§ **ABOUT THIS TASK**
Copy every line of the data below exactly as given, except for the pictures.

##### INPUT MATERIAL

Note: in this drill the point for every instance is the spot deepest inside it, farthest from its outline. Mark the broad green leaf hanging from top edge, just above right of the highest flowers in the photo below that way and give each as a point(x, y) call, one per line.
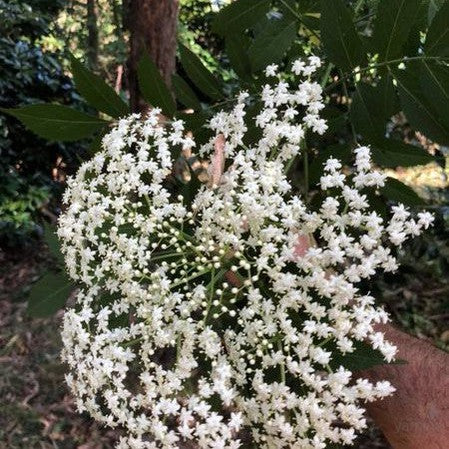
point(341, 41)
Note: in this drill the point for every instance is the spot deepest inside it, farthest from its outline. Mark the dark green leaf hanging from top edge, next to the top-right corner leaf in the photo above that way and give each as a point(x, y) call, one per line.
point(394, 21)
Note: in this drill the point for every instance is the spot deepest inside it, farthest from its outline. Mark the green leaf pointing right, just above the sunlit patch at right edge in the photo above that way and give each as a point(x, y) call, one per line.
point(391, 153)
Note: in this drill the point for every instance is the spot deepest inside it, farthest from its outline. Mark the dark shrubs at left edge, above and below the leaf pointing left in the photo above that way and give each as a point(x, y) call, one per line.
point(29, 75)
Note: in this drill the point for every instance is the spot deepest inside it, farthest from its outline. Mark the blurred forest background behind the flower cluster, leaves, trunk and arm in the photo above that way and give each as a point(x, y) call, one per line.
point(36, 40)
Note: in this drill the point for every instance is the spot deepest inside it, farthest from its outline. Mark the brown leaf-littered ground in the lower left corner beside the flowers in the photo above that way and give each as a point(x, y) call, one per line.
point(36, 411)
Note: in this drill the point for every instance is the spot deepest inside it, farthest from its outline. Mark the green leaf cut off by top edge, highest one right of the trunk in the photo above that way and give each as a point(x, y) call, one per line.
point(239, 15)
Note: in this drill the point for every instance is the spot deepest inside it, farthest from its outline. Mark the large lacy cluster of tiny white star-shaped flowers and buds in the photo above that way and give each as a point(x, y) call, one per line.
point(221, 322)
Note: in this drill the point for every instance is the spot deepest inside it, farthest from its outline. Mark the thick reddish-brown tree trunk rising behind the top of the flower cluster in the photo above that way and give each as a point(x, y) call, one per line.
point(152, 25)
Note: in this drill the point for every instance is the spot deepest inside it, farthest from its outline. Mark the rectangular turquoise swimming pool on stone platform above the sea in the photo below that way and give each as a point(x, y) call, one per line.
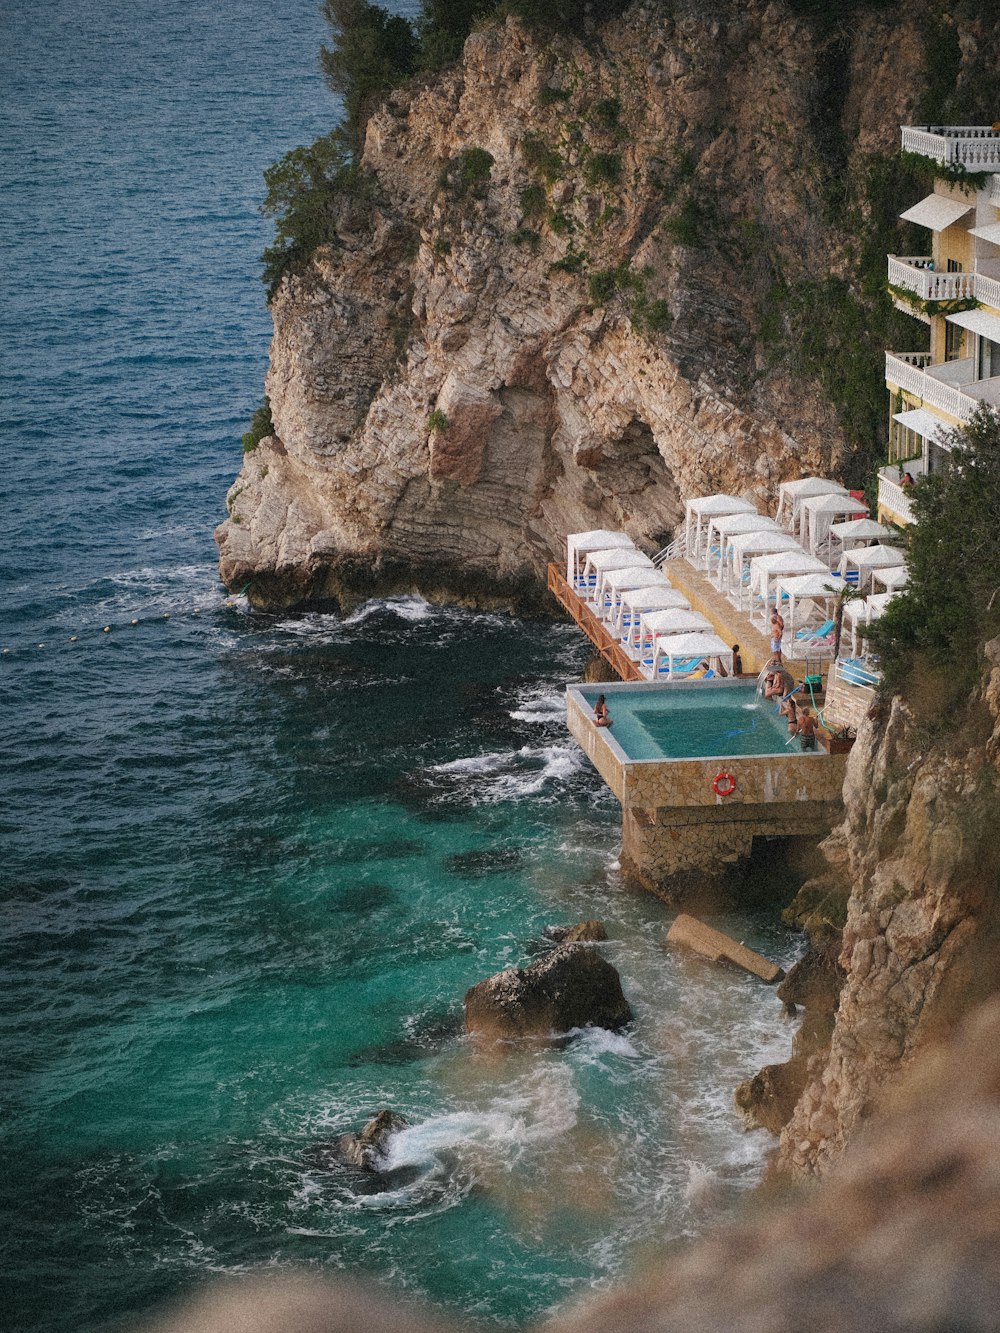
point(701, 722)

##########

§ **ANSWER SPACE**
Note: in this drill the point for every instance is the spot deepest inside it, farthest from its outline. Mark the broad green leaf hanging from top edge, just above right of the highest flowers in the photo below that way and give each as a point(x, y) call, one per line.
point(341, 41)
Note: in this drill the point for every instance is the spot deepest inside it, farthest from its outline. Mark the dark green leaf hanging from top edge, next to the top-right corner leaf in the photo above that way and give each as a point(x, y) call, one per line.
point(394, 21)
Note: in this drill the point for every instance is the spot deepest inside it, farthest from its outline. Mark the green leaf pointing right, just above the sunlit patch at right edge in the photo above that way and give each as a point(x, y) call, one per line.
point(391, 153)
Note: in this drill the point for every instance is the spot deepest inside it, farthest from its outline. Mark the dark shrubs at left edge, above and below the leaf pointing left in the photo above that way and give each as a point(x, y) call, one per line.
point(29, 75)
Note: in this drill the point for every instance is the spot deepest inside it, farthest from its outline. Mark the blurred forest background behind the flower cluster, leaves, trunk and arm in the photo above that way and give each as a point(x, y) call, one per line.
point(36, 40)
Note: in this drill the point for every instance is the spot deepest inside it, farthest from its outline. Mark the brown leaf-littered ground in the lower left corner beside the flowers in the photo above that way and give each as a point(x, y) call, one per line.
point(36, 411)
Note: in this drill the point for every instance is the spot deepest inside it, farthest from its outline. Mark the green leaf cut off by top edge, highest one right of the trunk in the photo above that way and give each as a point(x, y) call, one per line.
point(239, 15)
Note: in this drill the point for every instance is the spot deepest inside it, farthest from its outline. Mark the large lacy cluster of tiny white star-shaped flowers and buds in the photo above that way and give each as a point(x, y) call, one per line.
point(221, 322)
Note: in this drill the point for every instance is the spot deepest inside it, farthest from its outline. Mark the thick reddish-brown tree trunk rising behind the top of the flower cluster in the photo above that way and give each as a point(x, y) call, one per line.
point(152, 25)
Note: in this drill the point for every instance is the spot deepest inside it, farthest from its outline. Mark the rectangular turquoise swimming pool on stone platform above the sea in the photo below that way and give each as a point(x, y) call, one per line.
point(701, 722)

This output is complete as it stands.